▶ **Supplied passage**:
IV. A CERTAIN ANTINOMIAN SECURITY which they connect with the doctrines of grace and justification by faith. When we see people reposing on their orthodoxy, and making use of it as a soporific to lull themselves, we should ply them with questions founded on the true representation which the New Testament gives. Are they running so as that they may obtain? Are they fighting so as that they may gain a hard won victory? Are they striving so as that they may force an entrance at the strait gate? (T. Chalmers, D. D.)

The craving for the entertaining

What did the speakers want? They wanted what is desired by every age, namely, to be entertained. It is entertainment that is often frittering away the noblest courage and finest faculty of the Church. There may be parts of the service which are instructive, and they are tolerated that the entertainment may be enjoyed: entertain us with ritual, with music, with stories, with something that will give us intellectual excitement and even a degree of intellectual delight: but do not prophesy, do not teach, do not become rigorously moral: let the day of judgment alone; if we have to go to hell let us go down a bank covered with velvet moss. The people make the pulpit. (J. Parker, D. D.)

The demand for smooth things

What was the utility of the Hebrew prophet, and what were the errors to which he was more particularly exposed?

I. It was THE DUTY AND THE PRIVILEGE OF ISRAEL to keep alive monotheism in the world. It was no less the duty of the prophetic school to preserve in the chosen nation itself the spirituality of religion. Both agents were in the same relative position--a hopeless minority. And both had but an imperfect success. Yet the nation and the institution served each an important purpose. Monotheism languished, but did not die. And though the prophets were not very successful in imbuing the nation generally with their own spirituality, yet they kept the flame alive. They served to show to the people the true ideal of spiritual, not ritualistic, Judaism, and thus supplied a corrective to priest taught Judaism.

▶ **Exercise task 1**: In the supplied passage, what was the duty and privilege of Israel?
The supplied passage and the entries have no connection to each other.

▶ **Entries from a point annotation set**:
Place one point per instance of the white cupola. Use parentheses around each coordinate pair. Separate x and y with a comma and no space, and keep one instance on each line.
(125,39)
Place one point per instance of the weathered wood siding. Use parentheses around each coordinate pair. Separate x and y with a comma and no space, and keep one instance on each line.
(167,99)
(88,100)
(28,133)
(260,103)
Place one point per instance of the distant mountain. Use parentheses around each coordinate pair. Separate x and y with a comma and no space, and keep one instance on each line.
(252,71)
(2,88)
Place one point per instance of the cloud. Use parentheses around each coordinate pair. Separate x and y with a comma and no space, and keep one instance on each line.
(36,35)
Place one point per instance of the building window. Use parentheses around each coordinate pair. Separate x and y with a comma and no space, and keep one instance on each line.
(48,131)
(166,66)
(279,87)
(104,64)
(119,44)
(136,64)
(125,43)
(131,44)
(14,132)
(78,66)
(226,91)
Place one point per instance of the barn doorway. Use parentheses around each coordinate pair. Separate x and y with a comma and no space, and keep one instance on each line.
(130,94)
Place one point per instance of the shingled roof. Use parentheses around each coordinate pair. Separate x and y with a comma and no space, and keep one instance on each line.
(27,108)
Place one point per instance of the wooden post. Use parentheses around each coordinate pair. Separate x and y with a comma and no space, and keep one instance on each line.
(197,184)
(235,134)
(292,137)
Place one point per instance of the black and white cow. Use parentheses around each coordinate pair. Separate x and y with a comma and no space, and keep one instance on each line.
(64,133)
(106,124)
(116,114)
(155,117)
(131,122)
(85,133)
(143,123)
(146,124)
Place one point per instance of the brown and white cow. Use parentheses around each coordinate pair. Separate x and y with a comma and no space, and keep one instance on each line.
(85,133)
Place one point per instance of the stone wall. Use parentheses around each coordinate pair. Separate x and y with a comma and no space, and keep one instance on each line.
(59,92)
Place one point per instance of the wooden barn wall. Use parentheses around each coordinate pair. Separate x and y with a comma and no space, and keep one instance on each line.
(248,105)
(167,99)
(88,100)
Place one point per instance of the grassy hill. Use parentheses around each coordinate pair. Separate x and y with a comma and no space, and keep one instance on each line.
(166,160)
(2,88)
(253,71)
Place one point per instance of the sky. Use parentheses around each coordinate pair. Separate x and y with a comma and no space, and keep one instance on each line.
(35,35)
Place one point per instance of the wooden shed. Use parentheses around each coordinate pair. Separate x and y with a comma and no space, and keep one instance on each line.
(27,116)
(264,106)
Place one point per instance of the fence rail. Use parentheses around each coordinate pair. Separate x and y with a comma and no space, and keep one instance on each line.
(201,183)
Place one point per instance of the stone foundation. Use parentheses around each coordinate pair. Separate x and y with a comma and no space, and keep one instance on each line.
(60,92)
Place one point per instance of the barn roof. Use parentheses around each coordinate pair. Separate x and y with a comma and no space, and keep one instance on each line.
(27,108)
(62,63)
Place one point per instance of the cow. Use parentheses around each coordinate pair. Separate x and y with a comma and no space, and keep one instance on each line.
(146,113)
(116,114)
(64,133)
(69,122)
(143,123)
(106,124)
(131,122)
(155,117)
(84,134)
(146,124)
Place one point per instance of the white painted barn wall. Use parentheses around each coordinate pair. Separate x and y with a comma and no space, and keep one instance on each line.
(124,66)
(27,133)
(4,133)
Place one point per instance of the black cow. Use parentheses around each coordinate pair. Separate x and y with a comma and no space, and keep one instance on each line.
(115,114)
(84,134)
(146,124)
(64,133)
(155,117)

▶ **Exercise task 2**: Rewrite the entries from the line with "Place one point per instance of the cow." up to and including the final line of the entries, swapping "point" for "marker" and changing nothing else. Return only those lines.

▶ **Written solution 1**: To keep alive monotheism in the world.

▶ **Written solution 2**:
Place one marker per instance of the cow. Use parentheses around each coordinate pair. Separate x and y with a comma and no space, and keep one instance on each line.
(146,113)
(116,114)
(64,133)
(69,122)
(143,123)
(106,124)
(131,122)
(155,117)
(84,134)
(146,124)
Place one marker per instance of the white painted barn wall. Use parentheses around each coordinate pair. Separate x and y with a comma and no space, and keep one instance on each line.
(124,66)
(27,133)
(4,133)
Place one marker per instance of the black cow. Use parentheses around each coordinate pair. Separate x and y with a comma and no space, and keep one instance on each line.
(115,114)
(84,134)
(146,124)
(64,133)
(155,117)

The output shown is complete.